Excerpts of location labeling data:
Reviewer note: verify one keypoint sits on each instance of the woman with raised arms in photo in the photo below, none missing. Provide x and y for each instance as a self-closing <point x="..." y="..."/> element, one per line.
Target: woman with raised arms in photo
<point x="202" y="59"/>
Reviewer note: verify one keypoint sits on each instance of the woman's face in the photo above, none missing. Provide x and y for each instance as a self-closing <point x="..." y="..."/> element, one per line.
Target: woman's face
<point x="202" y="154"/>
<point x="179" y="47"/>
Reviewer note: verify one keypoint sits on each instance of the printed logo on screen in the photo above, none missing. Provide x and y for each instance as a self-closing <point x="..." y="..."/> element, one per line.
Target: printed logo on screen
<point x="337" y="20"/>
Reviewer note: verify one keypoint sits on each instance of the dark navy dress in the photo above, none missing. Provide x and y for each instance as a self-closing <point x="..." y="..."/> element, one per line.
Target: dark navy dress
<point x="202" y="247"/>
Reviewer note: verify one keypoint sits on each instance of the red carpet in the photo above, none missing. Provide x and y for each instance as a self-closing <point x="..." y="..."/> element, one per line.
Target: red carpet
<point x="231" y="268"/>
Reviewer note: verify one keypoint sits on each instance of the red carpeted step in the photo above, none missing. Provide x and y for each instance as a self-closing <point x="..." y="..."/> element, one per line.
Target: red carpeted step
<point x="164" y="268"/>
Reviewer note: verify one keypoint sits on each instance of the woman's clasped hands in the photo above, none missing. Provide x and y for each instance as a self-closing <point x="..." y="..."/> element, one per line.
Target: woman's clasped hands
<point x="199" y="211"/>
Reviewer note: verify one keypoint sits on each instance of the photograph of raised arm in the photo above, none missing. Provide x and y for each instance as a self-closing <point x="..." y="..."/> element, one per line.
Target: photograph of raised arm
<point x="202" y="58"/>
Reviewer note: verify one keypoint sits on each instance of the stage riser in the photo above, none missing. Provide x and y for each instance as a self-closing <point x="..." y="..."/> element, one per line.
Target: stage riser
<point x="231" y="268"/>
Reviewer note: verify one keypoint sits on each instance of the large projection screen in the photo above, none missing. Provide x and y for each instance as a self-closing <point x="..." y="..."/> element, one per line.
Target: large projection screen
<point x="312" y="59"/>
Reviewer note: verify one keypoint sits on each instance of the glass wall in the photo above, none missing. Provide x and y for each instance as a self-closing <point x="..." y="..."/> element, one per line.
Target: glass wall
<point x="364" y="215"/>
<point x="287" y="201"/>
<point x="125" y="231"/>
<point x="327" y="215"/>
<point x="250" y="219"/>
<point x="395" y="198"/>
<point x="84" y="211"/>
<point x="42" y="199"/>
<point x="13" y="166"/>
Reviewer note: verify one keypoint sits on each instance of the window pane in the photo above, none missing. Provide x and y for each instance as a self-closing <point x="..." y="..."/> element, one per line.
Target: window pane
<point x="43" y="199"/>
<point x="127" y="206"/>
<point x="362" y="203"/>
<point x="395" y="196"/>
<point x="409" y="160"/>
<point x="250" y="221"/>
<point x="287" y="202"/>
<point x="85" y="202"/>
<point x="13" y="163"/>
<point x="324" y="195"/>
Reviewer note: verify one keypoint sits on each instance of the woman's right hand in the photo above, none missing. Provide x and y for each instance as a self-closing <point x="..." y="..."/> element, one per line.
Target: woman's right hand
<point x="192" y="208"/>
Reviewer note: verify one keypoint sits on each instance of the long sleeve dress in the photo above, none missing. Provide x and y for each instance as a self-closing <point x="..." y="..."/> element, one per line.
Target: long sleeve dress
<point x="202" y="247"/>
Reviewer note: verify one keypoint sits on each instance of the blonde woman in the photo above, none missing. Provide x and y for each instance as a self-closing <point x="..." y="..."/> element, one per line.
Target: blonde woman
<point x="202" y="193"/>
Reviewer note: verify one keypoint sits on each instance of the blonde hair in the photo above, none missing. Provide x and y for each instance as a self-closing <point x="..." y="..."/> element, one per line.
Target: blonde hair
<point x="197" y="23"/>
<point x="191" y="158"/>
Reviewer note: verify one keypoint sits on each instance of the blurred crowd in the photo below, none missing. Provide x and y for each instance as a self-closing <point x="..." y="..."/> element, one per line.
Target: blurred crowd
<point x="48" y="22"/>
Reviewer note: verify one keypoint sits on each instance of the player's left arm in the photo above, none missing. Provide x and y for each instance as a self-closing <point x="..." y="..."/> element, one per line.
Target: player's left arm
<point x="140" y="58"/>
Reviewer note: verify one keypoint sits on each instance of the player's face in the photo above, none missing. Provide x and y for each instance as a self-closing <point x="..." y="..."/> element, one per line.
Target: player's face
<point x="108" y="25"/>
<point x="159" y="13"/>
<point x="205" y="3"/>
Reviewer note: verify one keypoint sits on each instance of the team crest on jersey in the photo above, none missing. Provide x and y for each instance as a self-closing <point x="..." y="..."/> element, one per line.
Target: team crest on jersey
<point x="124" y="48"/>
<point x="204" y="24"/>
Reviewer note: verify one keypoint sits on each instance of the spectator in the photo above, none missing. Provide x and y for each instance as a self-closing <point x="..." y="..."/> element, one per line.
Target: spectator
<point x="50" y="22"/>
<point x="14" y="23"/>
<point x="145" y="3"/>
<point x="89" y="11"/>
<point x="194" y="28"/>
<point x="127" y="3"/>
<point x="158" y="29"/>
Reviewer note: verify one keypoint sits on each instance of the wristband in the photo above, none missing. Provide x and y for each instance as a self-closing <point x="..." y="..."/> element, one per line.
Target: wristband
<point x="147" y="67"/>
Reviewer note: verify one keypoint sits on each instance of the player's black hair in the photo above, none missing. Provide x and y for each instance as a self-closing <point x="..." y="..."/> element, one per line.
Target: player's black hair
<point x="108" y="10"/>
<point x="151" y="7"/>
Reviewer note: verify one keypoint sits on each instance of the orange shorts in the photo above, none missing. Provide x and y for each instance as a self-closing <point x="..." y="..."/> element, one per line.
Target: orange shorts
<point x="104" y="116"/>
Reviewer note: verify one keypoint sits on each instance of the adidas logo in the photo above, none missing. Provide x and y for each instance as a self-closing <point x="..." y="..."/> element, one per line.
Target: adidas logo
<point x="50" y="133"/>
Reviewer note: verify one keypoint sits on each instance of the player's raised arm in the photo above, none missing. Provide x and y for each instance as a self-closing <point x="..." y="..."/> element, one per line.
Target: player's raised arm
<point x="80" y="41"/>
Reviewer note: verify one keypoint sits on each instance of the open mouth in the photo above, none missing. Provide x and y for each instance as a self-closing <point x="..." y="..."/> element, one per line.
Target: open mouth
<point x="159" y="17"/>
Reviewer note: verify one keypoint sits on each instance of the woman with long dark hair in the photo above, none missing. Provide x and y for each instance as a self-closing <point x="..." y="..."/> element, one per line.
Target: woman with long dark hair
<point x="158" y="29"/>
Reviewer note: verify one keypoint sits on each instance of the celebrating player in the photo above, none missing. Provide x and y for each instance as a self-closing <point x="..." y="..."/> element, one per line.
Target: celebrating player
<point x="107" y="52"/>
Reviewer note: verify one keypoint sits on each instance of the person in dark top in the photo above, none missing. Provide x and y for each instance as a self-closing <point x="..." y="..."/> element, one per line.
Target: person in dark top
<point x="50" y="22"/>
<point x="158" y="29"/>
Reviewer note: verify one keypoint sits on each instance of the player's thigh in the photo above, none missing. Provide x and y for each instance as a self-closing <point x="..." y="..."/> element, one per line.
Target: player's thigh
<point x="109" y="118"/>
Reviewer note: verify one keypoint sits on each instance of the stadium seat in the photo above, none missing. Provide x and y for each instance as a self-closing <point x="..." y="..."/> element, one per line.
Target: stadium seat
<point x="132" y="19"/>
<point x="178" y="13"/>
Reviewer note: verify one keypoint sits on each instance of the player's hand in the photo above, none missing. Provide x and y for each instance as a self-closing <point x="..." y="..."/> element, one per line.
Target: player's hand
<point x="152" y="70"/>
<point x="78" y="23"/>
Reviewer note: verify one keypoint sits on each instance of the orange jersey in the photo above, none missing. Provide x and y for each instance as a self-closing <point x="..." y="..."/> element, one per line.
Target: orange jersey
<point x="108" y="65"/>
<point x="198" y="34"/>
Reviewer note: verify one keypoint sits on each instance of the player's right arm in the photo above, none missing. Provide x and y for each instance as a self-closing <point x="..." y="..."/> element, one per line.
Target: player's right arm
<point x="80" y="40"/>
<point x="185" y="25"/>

STATED EXERCISE:
Locate the line with "the orange jersey" in the entries above; extract it and every line after it, verbatim.

SOLUTION FOR THIS TASK:
Reviewer note: verify one keypoint sits on each instance of the orange jersey in the photo above, none missing. Provide x and y for each instance as a self-closing <point x="..." y="..."/> element, one per line.
Target: orange jersey
<point x="108" y="65"/>
<point x="198" y="34"/>
Reviewer note: verify one keypoint sits on each instance of the player's right arm in the photo above, none missing. Provide x and y for each instance as a self-closing <point x="..." y="..."/> element, one per line.
Target: player's right arm
<point x="80" y="40"/>
<point x="185" y="25"/>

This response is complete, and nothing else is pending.